# ZU BEARBEITEN
**A)** Übersetze bitte den folgenden Satz aus dem Bericht zur Piratinnenkon ins Englische: „Ziel war es, hieraus konkrete Maßnahmen zu entwickeln, um den identifizierten Problemen zu begegnen.“
**B)** Prüfe für jede Aussage, ob sie mit dem Bericht zur Piratinnenkon übereinstimmt, und antworte mit Ja oder Nein samt den entscheidenden Worten aus dem Bericht. (i) Die Liste von Fragen am zweiten Tag beruhte auf der Themensammlung vom ersten Tag. (ii) Die Teilnehmenden blieben an ihren Tischen in fester Zusammensetzung. (iii) Es kam die Anregung, eine Beauftragung zum Thema Antidiskriminierung zu vergeben.

# VORLIEGENDER TEXT
= = = = =
Am zweiten Tag wurde auf Basis der Themensammlung vom ersten Tag eine Liste von Fragen erarbeitet, die dann wiederum einzeln auf Tische verteilt wurde. Die Tische bekamen wiederum je einen Host und wieder rotierten die Teilnehmenden in wechselnden Zusammensetzungen. Dabei gab es bei jedem Wechsel einen neuen Aspekt, der im Zusammenhang mit der Fragestellung beleuchtet werden sollte: Problem – Vision – Aktion.

Ziel war es, hieraus konkrete Maßnahmen zu entwickeln, um den identifizierten Problemen zu begegnen. Diese Ergebnisse wurden dann hinterher wieder von den Hosts vorgestellt.
Erstaunlich war auch, dass die Gruppe sich häufig vom Thema “Frauen in der Piratenpartei” wegbewegte hin zu “wie können wir grundsätzlich besser miteinander umgehen” und “wie finden wir auch bei kontroversen Fragestellungen eine gemeinsame Position”. Und “Wie schaffen wir es, den Meinungspluralismus in der Partei zu erhalten!”. Das Themenfeld “Frauen/Gender” kann hier durchaus beispielhaft für andere kontrovers diskutierte Bereiche gesehen werden.
Ausgehend von der Piratinnenkon sollen nun Projekte beginnen, die zum einen nicht nur der gesamten Piratenpartei helfen können, ihren Standpunkt in Genderfragen zu schärfen, sondern auch
- die Frauen und Nichtrampensäue sichtbarer zu machen, auch in der Außendarstellung und in der innerparteilichen Meinungsbildung/Positionsfindung
- Eine leicht auffindbare Struktur zum Konfliktmanagement zu schaffen, damit beispielsweise Vertrauenspiraten kontaktiert und um Hilfe gebeten werden können. Außerdem wurde angeregt, eine Beauftragung zum Thema Antidiskriminierung zu vergeben.
- die Arbeit der Vertrauenspiraten bei Konfliktlösungen in verschiedener Weise zu unterstützen und den Vertrauenspiraten selbst Hilfe (beispielsweise Supervision) oder notwendige Infrastruktur bereitzustellen.
- Sichtbare Netzwerke zu schaffen an denen sich Interessierte beteiligen können oder Ratsuchende zum gesuchten Rat gelangen.
- Das Verfahren als solches für themenbezogene Piratenveranstaltungen zu etablieren bzw. Wege zu finden, es zu virtualisieren, damit auch online davon profitiert werden kann.
= = = = =
# BEREITGESTELLTES MATERIAL
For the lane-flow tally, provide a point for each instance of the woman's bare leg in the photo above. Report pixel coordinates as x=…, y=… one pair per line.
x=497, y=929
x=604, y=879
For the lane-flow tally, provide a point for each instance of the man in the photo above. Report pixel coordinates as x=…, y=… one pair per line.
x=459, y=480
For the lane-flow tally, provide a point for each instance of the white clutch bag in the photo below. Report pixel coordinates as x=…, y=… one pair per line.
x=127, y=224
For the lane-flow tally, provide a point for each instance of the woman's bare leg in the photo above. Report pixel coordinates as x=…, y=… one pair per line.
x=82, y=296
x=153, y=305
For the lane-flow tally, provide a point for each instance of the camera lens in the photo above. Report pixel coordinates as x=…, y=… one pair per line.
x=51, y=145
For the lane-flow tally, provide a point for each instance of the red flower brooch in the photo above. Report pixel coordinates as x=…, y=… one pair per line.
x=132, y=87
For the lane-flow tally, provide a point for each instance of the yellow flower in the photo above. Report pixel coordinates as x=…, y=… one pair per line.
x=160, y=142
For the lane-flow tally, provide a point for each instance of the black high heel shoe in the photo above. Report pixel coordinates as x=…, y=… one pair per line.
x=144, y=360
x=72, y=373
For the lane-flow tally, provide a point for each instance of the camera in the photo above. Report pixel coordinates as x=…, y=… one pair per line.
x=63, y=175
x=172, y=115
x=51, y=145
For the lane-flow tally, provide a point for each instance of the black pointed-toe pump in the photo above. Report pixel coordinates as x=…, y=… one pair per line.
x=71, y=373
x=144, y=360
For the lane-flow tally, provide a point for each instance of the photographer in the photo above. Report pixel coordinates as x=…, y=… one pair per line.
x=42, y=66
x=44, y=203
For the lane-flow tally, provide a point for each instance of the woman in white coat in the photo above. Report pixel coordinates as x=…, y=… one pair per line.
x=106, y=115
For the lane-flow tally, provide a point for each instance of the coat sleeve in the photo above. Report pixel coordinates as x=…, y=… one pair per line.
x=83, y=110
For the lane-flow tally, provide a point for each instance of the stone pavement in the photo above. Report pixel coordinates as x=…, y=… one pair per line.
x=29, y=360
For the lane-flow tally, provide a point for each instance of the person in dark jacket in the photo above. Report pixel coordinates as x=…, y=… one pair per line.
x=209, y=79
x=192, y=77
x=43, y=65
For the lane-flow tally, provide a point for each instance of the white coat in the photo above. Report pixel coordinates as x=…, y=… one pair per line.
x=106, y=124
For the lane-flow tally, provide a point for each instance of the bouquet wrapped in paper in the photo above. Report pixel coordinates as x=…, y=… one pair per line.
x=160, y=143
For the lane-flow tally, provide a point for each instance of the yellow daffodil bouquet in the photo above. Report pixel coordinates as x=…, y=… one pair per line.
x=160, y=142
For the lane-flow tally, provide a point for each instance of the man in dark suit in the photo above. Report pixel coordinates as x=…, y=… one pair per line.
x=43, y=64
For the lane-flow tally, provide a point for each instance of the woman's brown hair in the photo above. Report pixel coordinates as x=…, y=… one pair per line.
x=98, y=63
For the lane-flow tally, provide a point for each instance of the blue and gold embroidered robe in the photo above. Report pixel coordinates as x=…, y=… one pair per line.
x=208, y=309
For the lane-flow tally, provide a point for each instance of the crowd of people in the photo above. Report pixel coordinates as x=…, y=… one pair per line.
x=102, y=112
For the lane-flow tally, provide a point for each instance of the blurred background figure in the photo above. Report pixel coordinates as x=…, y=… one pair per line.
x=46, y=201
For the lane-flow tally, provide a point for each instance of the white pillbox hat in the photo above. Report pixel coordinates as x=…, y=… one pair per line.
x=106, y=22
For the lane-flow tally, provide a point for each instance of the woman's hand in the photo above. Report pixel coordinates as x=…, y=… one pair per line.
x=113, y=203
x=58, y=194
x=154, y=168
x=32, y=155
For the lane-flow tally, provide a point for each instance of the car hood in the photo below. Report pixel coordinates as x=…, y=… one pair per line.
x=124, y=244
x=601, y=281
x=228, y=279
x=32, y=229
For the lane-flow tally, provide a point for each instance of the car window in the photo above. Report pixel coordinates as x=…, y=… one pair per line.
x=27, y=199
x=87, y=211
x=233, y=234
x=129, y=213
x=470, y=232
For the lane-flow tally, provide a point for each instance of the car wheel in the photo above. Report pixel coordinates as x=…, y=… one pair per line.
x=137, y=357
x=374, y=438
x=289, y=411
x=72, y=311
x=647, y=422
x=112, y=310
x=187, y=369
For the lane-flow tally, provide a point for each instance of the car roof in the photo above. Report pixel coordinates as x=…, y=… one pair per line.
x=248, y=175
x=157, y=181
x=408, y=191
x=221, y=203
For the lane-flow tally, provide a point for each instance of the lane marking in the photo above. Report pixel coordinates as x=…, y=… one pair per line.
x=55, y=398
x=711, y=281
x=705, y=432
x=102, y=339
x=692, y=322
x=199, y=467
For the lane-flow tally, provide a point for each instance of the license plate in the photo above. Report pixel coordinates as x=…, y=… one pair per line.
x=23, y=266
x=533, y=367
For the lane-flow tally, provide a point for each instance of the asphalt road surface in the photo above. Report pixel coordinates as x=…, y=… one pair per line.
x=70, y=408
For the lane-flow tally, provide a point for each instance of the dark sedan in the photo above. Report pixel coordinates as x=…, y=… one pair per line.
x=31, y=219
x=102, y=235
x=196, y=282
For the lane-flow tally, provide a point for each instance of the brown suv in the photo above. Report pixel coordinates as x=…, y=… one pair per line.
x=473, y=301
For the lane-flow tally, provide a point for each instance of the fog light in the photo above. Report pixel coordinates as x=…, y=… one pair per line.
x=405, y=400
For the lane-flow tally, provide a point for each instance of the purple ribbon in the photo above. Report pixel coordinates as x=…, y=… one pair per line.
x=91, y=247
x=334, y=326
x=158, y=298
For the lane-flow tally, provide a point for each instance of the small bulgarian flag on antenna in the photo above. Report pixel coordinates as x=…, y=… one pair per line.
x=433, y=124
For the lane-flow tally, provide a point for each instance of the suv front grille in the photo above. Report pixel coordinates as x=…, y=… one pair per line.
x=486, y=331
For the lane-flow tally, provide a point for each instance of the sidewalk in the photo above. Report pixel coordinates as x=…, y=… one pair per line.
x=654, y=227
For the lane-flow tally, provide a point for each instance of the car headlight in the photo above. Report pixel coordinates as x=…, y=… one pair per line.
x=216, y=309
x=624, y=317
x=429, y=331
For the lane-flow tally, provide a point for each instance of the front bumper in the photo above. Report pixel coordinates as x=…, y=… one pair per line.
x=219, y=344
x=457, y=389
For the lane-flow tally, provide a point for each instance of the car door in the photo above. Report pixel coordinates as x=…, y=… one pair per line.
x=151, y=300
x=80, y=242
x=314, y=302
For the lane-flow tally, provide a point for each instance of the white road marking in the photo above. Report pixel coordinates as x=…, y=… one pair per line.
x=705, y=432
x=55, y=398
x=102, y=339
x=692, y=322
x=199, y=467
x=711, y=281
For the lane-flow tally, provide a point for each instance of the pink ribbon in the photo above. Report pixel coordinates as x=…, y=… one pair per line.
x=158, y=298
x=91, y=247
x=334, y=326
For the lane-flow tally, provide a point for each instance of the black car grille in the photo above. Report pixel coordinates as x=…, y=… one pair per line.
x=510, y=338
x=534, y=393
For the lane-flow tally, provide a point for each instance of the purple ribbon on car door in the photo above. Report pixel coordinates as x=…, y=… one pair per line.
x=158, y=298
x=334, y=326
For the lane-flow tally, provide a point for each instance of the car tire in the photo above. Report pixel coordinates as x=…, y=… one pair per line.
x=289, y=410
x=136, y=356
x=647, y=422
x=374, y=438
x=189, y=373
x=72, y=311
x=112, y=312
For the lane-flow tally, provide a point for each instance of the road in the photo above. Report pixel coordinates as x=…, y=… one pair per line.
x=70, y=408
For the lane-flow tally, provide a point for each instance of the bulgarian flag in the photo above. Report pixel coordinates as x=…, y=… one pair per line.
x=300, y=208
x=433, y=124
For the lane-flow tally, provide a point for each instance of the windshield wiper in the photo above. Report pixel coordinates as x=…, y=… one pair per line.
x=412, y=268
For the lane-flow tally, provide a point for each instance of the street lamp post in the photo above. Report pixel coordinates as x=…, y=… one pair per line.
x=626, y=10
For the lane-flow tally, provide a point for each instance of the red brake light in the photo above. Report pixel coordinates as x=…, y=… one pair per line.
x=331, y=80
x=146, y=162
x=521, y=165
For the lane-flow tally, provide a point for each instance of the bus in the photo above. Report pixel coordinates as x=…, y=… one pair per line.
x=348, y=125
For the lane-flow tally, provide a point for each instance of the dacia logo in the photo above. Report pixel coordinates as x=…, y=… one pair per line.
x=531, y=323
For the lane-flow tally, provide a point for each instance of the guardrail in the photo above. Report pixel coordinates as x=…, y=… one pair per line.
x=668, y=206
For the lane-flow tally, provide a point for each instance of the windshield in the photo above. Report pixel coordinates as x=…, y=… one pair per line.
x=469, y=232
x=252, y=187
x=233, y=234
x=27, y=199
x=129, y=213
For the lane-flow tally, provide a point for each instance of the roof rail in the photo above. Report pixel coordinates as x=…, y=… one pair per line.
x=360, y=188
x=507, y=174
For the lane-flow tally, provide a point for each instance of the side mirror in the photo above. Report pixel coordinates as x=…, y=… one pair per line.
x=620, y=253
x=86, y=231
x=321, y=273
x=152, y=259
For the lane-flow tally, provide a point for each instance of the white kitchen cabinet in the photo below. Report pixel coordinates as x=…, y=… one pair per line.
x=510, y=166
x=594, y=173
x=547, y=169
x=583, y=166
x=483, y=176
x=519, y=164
= = = = =
# LÖSUNGEN
**A)** The aim was to develop concrete measures from this in order to address the identified problems.

**B)**
(i) Ja: „Am zweiten Tag wurde auf Basis der Themensammlung vom ersten Tag eine Liste von Fragen erarbeitet“
(ii) Nein: „wieder rotierten die Teilnehmenden in wechselnden Zusammensetzungen“
(iii) Ja: „Außerdem wurde angeregt, eine Beauftragung zum Thema Antidiskriminierung zu vergeben.“